Text excerpt:
- - - - - - -

"Virgil Smith" wrote in message news:3iNHb.504277
Anyone know of any neat ideas for measuring the Q of a
crystal?
I would welcome any and all suggestions,
-vs-
Let's see if I can describe a method based on W7ZOI's efforts, with
some updates by K8IQY. By the way, the W7ZOI techniques from QST were
added as appendixes into one of Doug Demaw's ARRL books. Demaw
integrated Hayward's various test jigs into one crystal tester. You
can get a board from Far Circuits.
You put the crystal in a specific (typically 50 ohm) environment by
putting 50 ohm attenuators between generator and crystal and between
crystal and detector. The detector might be a diode detector plus
voltmeter or an oscilloscope. You'll also have another 50 ohm 3 dB
pad in series that can be switched in and out.
1. With the pad switched IN, adjust frequency until the peak output
is read (resonance). Note the center frequency and meter indication.
2. Switch the pad OUT and find the frequencies above and below the
center frequency that give the same indication. These are the + and –
3 dB frequencies and the difference between them is the bandwidth.

- - - - - - -

Supplied information:

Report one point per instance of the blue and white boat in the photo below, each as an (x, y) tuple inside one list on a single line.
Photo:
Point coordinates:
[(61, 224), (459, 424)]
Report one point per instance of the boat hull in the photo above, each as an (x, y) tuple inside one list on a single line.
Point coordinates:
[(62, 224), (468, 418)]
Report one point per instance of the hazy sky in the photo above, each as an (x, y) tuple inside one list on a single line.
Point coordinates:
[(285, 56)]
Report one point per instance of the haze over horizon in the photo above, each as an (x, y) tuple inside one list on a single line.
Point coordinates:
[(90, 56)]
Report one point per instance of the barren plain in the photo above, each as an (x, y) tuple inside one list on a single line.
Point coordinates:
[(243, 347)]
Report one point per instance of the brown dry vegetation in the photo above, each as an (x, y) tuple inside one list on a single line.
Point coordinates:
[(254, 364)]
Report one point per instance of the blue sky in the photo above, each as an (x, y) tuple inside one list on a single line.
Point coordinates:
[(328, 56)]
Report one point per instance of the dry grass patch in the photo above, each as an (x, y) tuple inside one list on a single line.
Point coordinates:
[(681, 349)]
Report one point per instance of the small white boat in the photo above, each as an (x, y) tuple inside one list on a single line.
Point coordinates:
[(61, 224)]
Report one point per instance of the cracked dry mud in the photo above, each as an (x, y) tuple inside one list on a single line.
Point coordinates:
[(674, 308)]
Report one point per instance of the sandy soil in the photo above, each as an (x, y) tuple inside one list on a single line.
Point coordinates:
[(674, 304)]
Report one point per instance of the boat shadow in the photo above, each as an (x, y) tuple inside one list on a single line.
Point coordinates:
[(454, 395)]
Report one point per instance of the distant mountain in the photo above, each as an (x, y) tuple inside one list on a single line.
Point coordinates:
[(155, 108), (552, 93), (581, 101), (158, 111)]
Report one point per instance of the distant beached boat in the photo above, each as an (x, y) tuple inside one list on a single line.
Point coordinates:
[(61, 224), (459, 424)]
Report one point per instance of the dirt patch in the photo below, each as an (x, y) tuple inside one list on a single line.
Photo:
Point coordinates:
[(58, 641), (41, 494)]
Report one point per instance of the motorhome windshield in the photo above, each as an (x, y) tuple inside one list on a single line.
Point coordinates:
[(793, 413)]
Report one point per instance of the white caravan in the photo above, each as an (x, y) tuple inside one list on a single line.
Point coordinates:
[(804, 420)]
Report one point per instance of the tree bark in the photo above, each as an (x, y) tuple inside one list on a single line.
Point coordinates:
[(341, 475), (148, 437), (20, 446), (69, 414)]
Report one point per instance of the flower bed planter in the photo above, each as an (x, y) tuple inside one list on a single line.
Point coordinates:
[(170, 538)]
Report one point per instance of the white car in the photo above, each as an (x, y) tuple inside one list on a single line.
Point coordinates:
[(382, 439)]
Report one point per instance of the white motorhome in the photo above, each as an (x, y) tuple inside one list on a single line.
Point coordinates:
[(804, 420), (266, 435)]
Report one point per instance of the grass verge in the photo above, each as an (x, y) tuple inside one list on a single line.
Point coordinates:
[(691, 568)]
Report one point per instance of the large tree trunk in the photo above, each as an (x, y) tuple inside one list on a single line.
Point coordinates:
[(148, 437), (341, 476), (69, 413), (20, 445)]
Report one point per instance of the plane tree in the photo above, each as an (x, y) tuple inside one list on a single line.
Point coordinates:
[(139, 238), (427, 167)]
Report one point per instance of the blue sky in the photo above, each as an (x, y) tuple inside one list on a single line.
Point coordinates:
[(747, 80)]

- - - - - - -

Problem set:
1) Return the crystal Q measurement text word for word from "2. Switch the" to "is the bandwidth.".
2) Write the next part of the crystal Q measurement text, picking up after its final sentence.
The material comes from a different source than the crystal Q text.

Per-task answers:
1)
2. Switch the pad OUT and find the frequencies above and below the
center frequency that give the same indication. These are the + and –
3 dB frequencies and the difference between them is the bandwidth.

2)
Now you can calculate Q by dividing the center frequency by the
bandwidth. Pretty low isn't it? This is a loaded Q, not the
crystal's Q. The total resistance in the circuit is 50 ohms source
plus 50 ohms load plus the crystal's yet unknown Rs.
3. Tune back to the center frequency where the output is at its peak.
Unplug the crystal and substitute a pot of maybe 0 to 25 ohms range.
(I actually just substitute fixed resistors since I don't have a
decent pot like this.) When you find a value that gives the same
meter indication as the crystal did, that is the value of Rs. (This
is because we are at series resonance, so Xc and XL have cancelled.)
Alright. Another formula for loaded Q is XL / R. R in this case is
100 ohms plus the Rs you just measured. And XL is 2*PI*Fc*L, where Fc
is the center frequency you measured earlier. You already have the
loaded Q from step 2, so you are down to one unknown. Just solve for
XL and/or L, which is the equivalent inductance of the crystal. In
like manner, you can find the series C, since Xc = XL.
And finally, the Q you wanted (the crystal's Q) is XL / Rs.
Now you know about everything about the crystal and can get one of
your Hayward or Demaw books and start designing some filters. Hayward
has nice software for this in both Introduction to RF Design and
Experimental Methods in RF Design, both from ARRL. If you want to
include holder (parallel) C in your modeling, 5 pF is a good estimate.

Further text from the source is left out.